* **WHAT IS REQUIRED**
Restate the entire listing word for word.

* **DATA SUPPLIED**
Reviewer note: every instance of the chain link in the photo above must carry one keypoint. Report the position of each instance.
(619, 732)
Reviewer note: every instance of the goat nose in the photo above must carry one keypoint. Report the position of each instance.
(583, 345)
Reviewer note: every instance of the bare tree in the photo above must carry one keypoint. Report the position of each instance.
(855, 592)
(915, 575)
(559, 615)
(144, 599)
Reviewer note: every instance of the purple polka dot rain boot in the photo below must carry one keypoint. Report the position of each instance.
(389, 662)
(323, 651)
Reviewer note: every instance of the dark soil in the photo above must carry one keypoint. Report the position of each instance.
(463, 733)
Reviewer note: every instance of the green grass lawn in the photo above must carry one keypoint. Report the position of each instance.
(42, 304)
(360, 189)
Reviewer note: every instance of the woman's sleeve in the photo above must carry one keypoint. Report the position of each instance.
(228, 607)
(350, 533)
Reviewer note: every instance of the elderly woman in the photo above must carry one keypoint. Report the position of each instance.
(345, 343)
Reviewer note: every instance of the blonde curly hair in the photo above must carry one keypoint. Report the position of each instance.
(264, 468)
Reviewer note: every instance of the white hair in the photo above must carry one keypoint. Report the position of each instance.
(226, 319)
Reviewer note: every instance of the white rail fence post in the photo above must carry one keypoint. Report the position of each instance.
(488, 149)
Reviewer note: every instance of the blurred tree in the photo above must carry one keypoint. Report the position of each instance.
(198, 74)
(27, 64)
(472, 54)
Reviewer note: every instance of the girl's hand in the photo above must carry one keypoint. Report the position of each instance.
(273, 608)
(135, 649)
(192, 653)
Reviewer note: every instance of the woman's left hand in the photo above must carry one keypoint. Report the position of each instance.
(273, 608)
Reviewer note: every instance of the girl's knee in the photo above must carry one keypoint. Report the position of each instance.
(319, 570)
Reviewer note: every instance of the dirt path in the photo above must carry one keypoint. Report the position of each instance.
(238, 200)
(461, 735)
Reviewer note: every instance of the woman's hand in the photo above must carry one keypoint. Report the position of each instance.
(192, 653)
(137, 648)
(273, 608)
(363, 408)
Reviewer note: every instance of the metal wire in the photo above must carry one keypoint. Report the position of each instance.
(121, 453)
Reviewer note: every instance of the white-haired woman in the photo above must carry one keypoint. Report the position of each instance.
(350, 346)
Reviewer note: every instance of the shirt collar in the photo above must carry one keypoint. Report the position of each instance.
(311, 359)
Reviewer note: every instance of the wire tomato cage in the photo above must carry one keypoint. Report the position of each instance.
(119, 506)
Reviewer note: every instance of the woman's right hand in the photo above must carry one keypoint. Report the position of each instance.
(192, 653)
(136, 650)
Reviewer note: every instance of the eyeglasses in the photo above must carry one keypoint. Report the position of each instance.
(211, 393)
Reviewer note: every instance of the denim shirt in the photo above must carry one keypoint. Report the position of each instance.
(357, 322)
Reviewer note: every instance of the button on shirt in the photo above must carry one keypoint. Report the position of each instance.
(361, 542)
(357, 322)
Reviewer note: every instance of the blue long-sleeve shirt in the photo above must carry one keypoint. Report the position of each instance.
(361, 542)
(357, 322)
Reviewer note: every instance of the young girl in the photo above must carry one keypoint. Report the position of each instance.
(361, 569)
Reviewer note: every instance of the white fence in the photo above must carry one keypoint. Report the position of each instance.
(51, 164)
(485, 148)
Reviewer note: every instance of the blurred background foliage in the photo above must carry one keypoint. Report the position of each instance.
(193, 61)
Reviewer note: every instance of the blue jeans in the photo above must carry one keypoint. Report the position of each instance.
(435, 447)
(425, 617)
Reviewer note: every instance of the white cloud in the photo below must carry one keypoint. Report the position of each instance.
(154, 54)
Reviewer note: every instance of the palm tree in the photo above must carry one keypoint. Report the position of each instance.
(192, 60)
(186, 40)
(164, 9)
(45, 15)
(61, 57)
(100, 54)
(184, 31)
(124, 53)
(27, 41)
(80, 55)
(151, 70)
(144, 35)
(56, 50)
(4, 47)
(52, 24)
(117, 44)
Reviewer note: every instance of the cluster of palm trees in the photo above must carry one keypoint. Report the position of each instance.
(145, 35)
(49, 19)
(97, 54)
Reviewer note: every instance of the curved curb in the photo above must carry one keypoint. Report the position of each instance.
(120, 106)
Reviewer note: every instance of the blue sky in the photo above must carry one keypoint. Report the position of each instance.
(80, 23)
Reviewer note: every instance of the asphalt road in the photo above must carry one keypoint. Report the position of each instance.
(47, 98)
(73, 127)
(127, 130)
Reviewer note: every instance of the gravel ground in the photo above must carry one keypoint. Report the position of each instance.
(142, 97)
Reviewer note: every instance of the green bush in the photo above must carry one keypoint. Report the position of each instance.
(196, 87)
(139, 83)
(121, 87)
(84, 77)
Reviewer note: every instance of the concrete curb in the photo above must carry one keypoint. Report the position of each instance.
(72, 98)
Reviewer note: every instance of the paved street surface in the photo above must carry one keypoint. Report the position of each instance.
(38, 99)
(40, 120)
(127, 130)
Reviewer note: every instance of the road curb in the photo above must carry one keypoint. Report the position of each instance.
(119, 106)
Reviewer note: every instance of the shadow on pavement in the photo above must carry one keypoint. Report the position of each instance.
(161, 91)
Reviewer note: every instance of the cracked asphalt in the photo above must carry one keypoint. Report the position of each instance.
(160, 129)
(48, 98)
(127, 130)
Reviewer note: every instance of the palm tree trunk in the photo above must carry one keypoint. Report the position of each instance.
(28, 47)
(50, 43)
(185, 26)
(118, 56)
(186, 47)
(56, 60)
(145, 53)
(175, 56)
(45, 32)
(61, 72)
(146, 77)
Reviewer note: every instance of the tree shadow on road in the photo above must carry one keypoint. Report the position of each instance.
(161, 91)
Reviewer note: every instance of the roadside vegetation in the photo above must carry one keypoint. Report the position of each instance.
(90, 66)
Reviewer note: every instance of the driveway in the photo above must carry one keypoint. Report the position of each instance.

* **PROBLEM SOLUTION**
Reviewer note: every instance of the chain link in the photo above must carry one keypoint. Report the position of each instance.
(619, 732)
Reviewer note: every instance of the goat nose in the photo above must carry one keypoint. Report the position of each instance.
(583, 345)
Reviewer note: every instance of the bare tree in the photo above must carry one keypoint. Report the position of each instance.
(855, 592)
(915, 575)
(559, 615)
(144, 599)
Reviewer note: every instance of the purple polka dot rain boot in the photo below must carry one keypoint. Report the position of each instance.
(389, 662)
(323, 651)
Reviewer note: every instance of the dark soil in the photo above must carry one keypoint. Report the position of each instance.
(463, 733)
Reviewer note: every instance of the green grass lawn in the photo above must carry one keypoint. Report the position of each instance.
(42, 304)
(360, 189)
Reviewer note: every instance of the woman's sleeve in the photo above must carry one keypoint. Report the position of each instance.
(228, 607)
(350, 533)
Reviewer note: every instance of the elderly woman in the photo above must carry one keypoint. Report the position of each instance.
(345, 343)
Reviewer note: every instance of the blonde curly hair in the photo above must carry one keypoint. Report the position of each instance.
(264, 468)
Reviewer note: every instance of the white hair in the photo above must carry one keypoint. Report the position of each instance.
(226, 319)
Reviewer note: every instance of the white rail fence post in the photo above must carry one keypoint. Report the position of each instance.
(488, 149)
Reviewer note: every instance of the blurred tree in the photo above must carry one keypoint. Report the position of each instance.
(198, 74)
(27, 64)
(472, 54)
Reviewer note: every instance of the girl's hand in the photo above must carry one keypoint. Report the position of each instance.
(273, 608)
(135, 649)
(192, 653)
Reviewer note: every instance of the woman's left hand in the photo above must carry one keypoint. Report the position of each instance.
(273, 608)
Reviewer note: every instance of the girl's knee in the photo above must carry one keypoint. Report the position of each instance.
(319, 570)
Reviewer note: every instance of the dirt path in the photo above must carry one keypoint. Report the position of each instance.
(238, 200)
(461, 735)
Reviewer note: every instance of the woman's hand in the photo above must carry one keypoint. Report the position of each instance.
(192, 653)
(137, 648)
(273, 608)
(363, 408)
Reviewer note: every instance of the metal wire in the photo above must carry one keypoint. Report the position of each instance.
(121, 453)
Reviewer note: every instance of the white-haired woman in the photo above must carry one keypoint. Report the position of each instance.
(350, 346)
Reviewer note: every instance of the shirt collar in the photo above must carry one keypoint. Report the position of each instance.
(311, 359)
Reviewer note: every instance of the wire tomato cage in the photo above must carry one keypoint. Report the position of each instance.
(119, 506)
Reviewer note: every instance of the woman's right hand in the photo above must carry one keypoint. Report the position of each instance.
(192, 653)
(136, 650)
Reviewer note: every instance of the eyeglasses in the photo above must carry one keypoint. Report the position of each instance.
(211, 393)
Reviewer note: every instance of the denim shirt in the photo above must carry one keypoint. Report the position of each instance.
(357, 322)
Reviewer note: every instance of the button on shirt in the photo above must carry one keypoint. Report the position of each instance.
(361, 542)
(357, 322)
Reviewer note: every instance of the blue long-sleeve shirt in the photo above must carry one keypoint. Report the position of each instance.
(361, 542)
(357, 322)
Reviewer note: every instance of the young girl in the photo above must carry one keypoint. Report the position of each instance.
(361, 569)
Reviewer note: every instance of the white fence in the photo above must carry one keypoint. Report the position of each instance.
(51, 164)
(485, 148)
Reviewer note: every instance of the blurred background foliage in the photo above must carry one keypoint. Report the position of each instance.
(193, 61)
Reviewer note: every instance of the blue jeans in the photo above must carry one keypoint. Report the position of each instance.
(435, 447)
(425, 617)
Reviewer note: every instance of the white cloud in the photo below must carry one keypoint. Report the position of each instance.
(154, 54)
Reviewer note: every instance of the palm tree in the photo above must carry one keypoint. Report the position of each instance.
(192, 60)
(186, 40)
(164, 9)
(45, 15)
(61, 57)
(100, 54)
(184, 31)
(124, 53)
(27, 41)
(80, 55)
(151, 70)
(144, 35)
(56, 50)
(4, 47)
(52, 24)
(117, 44)
Reviewer note: every instance of the cluster of palm trees in the photo above must carry one keypoint. Report the position of each instance.
(145, 35)
(49, 19)
(97, 54)
Reviewer note: every instance of the curved curb in the photo above must carry one keypoint. Report the position of each instance.
(120, 106)
Reviewer note: every instance of the blue sky in the photo above must carry one keypoint. Report the position of each instance.
(80, 23)
Reviewer note: every instance of the asphalt road in the photo above must carry one keypoint. Report the position of each instance.
(47, 98)
(73, 127)
(127, 130)
Reviewer note: every instance of the gravel ground in the photo above must carry one keypoint. Report the position of each instance.
(142, 97)
Reviewer note: every instance of the green bush in the photo above must carry one keypoint. Report the position of each instance.
(196, 87)
(139, 83)
(121, 87)
(84, 77)
Reviewer note: every instance of the concrete curb in the photo above must carry one keypoint. Report the position of each instance.
(72, 98)
Reviewer note: every instance of the paved street surface in the photo above must carry one keypoint. Report the position of each instance.
(38, 99)
(40, 120)
(127, 130)
Reviewer note: every instance of the road curb in the photo above must carry one keypoint. Report the position of each instance.
(119, 106)
Reviewer note: every instance of the shadow on pavement in the photo above must carry one keypoint. Report the position of each instance.
(161, 91)
Reviewer note: every instance of the cracked asphalt in the photo above must carry one keypoint. Report the position of each instance.
(160, 129)
(48, 98)
(127, 130)
Reviewer note: every instance of the palm tree trunk in the photo above must carry one keypoint. Report the position of each instance.
(28, 47)
(50, 43)
(185, 26)
(118, 56)
(186, 47)
(56, 60)
(145, 53)
(175, 56)
(45, 32)
(61, 72)
(146, 77)
Reviewer note: every instance of the tree shadow on road in the photo above must carry one keypoint. Report the position of each instance.
(161, 91)
Reviewer note: every instance of the roadside vegetation in the photo above must carry one keypoint. Report the position of each instance.
(90, 66)
Reviewer note: every instance of the driveway in the photo above must carry one keypoint. Report the position of each instance.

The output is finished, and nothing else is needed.